━━ Records to process ━━

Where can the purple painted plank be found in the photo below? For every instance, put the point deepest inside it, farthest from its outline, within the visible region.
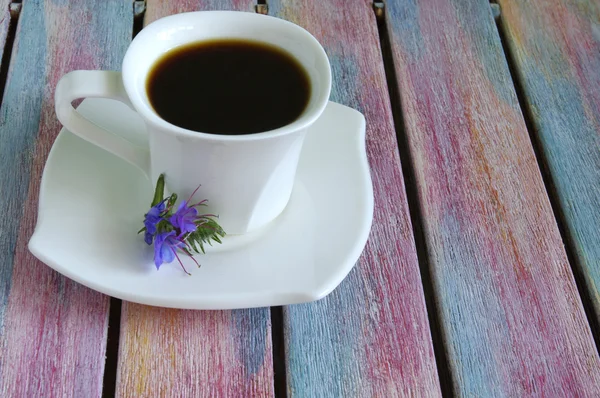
(512, 318)
(53, 337)
(166, 352)
(371, 336)
(556, 46)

━━━

Every line above should be transcribed exactly, though no image should be carried over.

Your solution
Where can the purple painted plank be found in the photo below? For every instance, put the point deepest inside it, farthest from its outline, within the visible region.
(512, 318)
(53, 337)
(166, 352)
(371, 336)
(556, 46)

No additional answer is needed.